## Exercise details
Copy word for word the part of the reader comments on Afghanistan that begins with the words containing "I said it before" and ends with "unlike Jimmah’s 444.".

The Taliban has upped its game, thanks to the president. They have out-finessed the most capable country on the planet, and it doesn’t matter how Biden tries to sugar-coat the devastation awaiting the Afghan people. He doesn’t care; he’s the president who got us out of Afghanistan!

It’s going to be a bloodbath. I dare not imagine the optics flowing out of Afghanistan on 9/11. And Biden won’t be taking any questions.

I said it before and repeat here, Mission Botched.

Philip Hammersley
Philip Hammersley
3 years ago

Biden is “supposedly” another intellectual who knows more than us peons! Carter’s “high IQ” was touted but, if he had one, it didn’t help his common sense any. Why he thought Islamic extremists who wanted to take over the world were better than the Shah (with his faults) is a great question! Likewise, Biden didn’t listen to those with the proper information but (with his anonymous “handlers”) chose the worst possible outcome!
Over 1100 days for a hostage crisis unlike Jimmah’s 444.

CoNMTX
CoNMTX
3 years ago

Biden’s brain cells are dying by the thousands daily. However, he never was a really sharp person, When he was a senator he screwed up words, places, & sentences. The only difference now is that he does it with regularity & mentally loses his place in a sentence. He forgets what he starts to say and also forgets where he is. He is totally mentally incompetent to be president; or dog catcher, street sweeper or anything else. Add to that the fact he is Godless, wicked, evil, & satanic and the combination does not a good president make.

PaulE
PaulE
3 years ago

The media will now sweep Afghanistan under the rug as fast as they can. Watch news stories about our people stuck over there to dry up within a few days and then cease completely a week later. The media will hype hurricane damage or some other news event to move the public’s attention away from Afghanistan. With the short attention span most Americans have today, in a month or two if you ask most Americans about the Americans and Afghani allies still stuck there, the response back will “What?”.

## Dataset extract
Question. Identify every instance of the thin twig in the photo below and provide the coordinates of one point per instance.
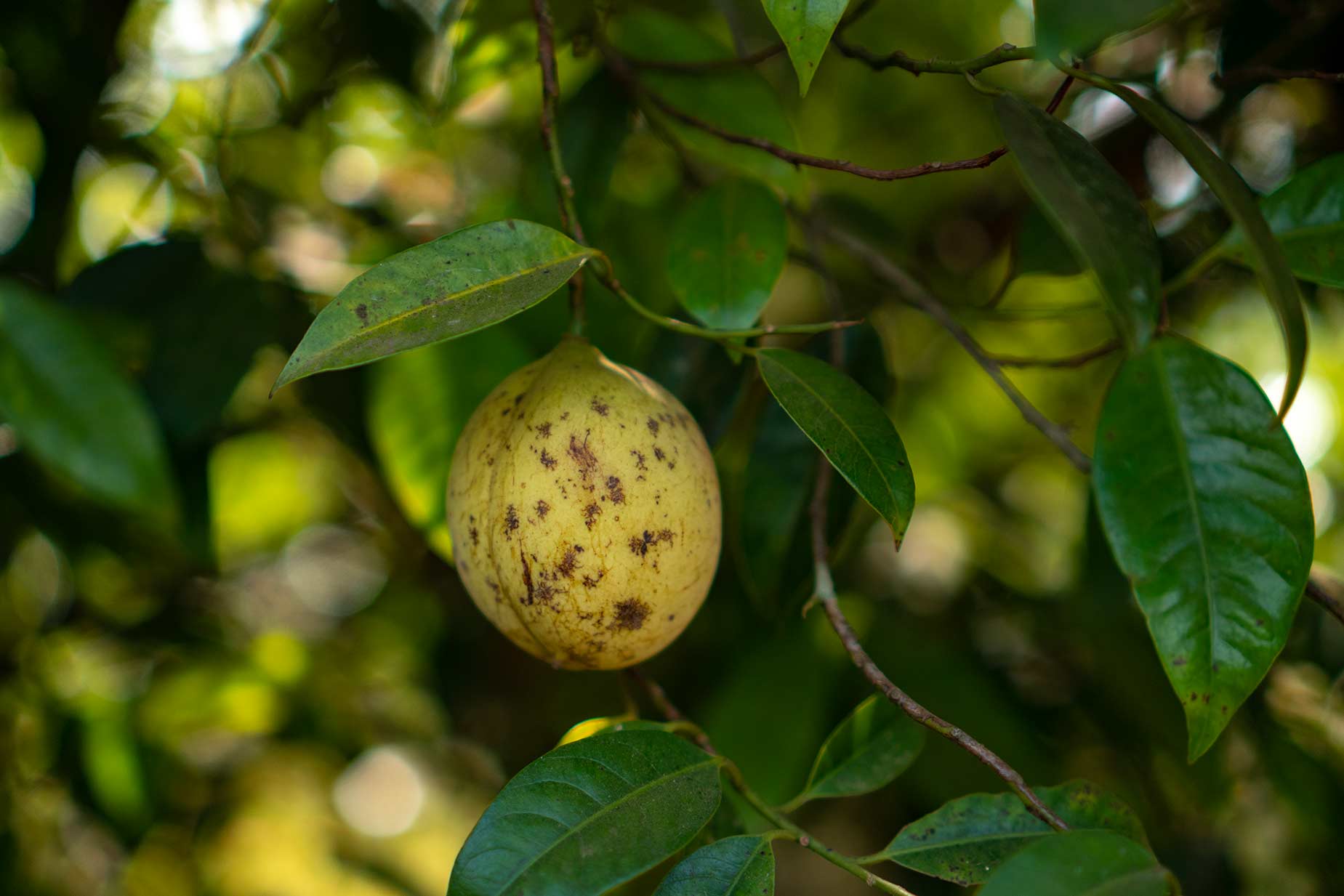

## Finished task
I said it before and repeat here, Mission Botched.

Philip Hammersley
Philip Hammersley
3 years ago

Biden is “supposedly” another intellectual who knows more than us peons! Carter’s “high IQ” was touted but, if he had one, it didn’t help his common sense any. Why he thought Islamic extremists who wanted to take over the world were better than the Shah (with his faults) is a great question! Likewise, Biden didn’t listen to those with the proper information but (with his anonymous “handlers”) chose the worst possible outcome!
Over 1100 days for a hostage crisis unlike Jimmah’s 444.